» Given task: Produce a verbatim transcription of the records below, beginning at the line containing "query | wristwatch" and ending at the final line; include only those lines.

» Provided entries:
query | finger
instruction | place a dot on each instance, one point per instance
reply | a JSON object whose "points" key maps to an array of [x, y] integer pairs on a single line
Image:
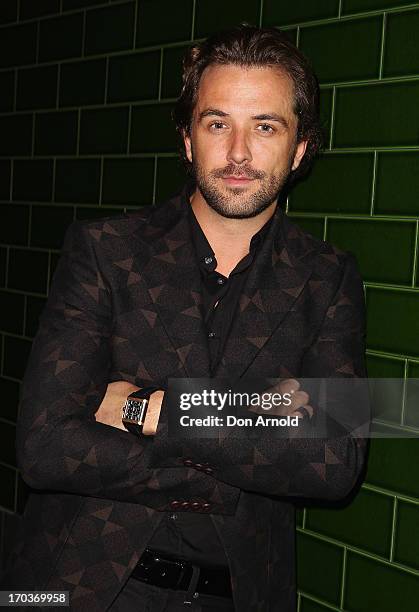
{"points": [[289, 385]]}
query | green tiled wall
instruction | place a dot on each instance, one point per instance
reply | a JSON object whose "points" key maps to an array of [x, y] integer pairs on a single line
{"points": [[86, 92]]}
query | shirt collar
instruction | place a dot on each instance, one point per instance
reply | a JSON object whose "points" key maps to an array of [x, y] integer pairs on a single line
{"points": [[202, 246]]}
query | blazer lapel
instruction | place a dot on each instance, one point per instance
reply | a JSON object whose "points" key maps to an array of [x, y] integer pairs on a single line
{"points": [[173, 281], [167, 261], [277, 278]]}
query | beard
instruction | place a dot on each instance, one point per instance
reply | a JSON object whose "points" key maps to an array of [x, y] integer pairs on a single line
{"points": [[235, 202]]}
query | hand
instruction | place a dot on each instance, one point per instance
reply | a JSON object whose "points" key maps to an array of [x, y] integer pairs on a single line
{"points": [[110, 409], [299, 399]]}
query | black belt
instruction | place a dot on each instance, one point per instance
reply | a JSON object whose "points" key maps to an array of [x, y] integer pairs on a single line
{"points": [[171, 573]]}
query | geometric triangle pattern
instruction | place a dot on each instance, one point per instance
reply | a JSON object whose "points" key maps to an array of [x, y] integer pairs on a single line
{"points": [[125, 304]]}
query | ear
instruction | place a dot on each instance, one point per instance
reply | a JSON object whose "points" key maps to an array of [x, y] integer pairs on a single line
{"points": [[299, 154], [188, 146]]}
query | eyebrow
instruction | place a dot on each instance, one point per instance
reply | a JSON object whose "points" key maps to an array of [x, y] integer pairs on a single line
{"points": [[215, 112]]}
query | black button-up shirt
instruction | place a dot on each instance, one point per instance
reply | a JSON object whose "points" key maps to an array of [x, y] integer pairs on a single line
{"points": [[188, 535]]}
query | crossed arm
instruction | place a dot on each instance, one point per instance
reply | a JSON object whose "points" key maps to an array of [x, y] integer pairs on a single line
{"points": [[65, 442]]}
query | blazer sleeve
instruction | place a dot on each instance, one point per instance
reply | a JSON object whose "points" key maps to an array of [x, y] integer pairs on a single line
{"points": [[60, 445], [312, 467]]}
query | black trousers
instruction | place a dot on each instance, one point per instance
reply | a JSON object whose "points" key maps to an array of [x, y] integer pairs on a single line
{"points": [[137, 596]]}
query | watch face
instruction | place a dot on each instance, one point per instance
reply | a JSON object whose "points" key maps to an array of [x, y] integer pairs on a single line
{"points": [[134, 410]]}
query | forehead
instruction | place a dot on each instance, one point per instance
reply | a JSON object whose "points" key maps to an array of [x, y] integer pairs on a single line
{"points": [[242, 89]]}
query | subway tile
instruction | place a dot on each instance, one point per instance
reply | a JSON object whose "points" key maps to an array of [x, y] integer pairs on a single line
{"points": [[69, 5], [384, 367], [319, 567], [128, 181], [366, 522], [171, 176], [172, 71], [28, 270], [401, 59], [312, 225], [378, 586], [18, 45], [14, 223], [371, 115], [357, 6], [5, 177], [77, 180], [281, 13], [369, 239], [82, 82], [45, 217], [9, 391], [153, 129], [29, 8], [34, 308], [8, 11], [387, 396], [406, 549], [110, 29], [12, 308], [134, 77], [390, 464], [392, 321], [37, 88], [339, 183], [104, 130], [411, 412], [291, 34], [207, 15], [7, 444], [326, 97], [7, 88], [56, 133], [32, 180], [16, 135], [299, 517], [7, 489], [397, 183], [152, 29], [348, 61], [16, 355], [308, 605], [60, 37]]}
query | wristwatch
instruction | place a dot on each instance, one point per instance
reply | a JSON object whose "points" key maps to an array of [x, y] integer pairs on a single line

» Reply to the exercise:
query | wristwatch
instruction | place a dot on each instance, one point per instance
reply | a JSON object whose "points" key maps to an array of [x, y] integer pairs on a single line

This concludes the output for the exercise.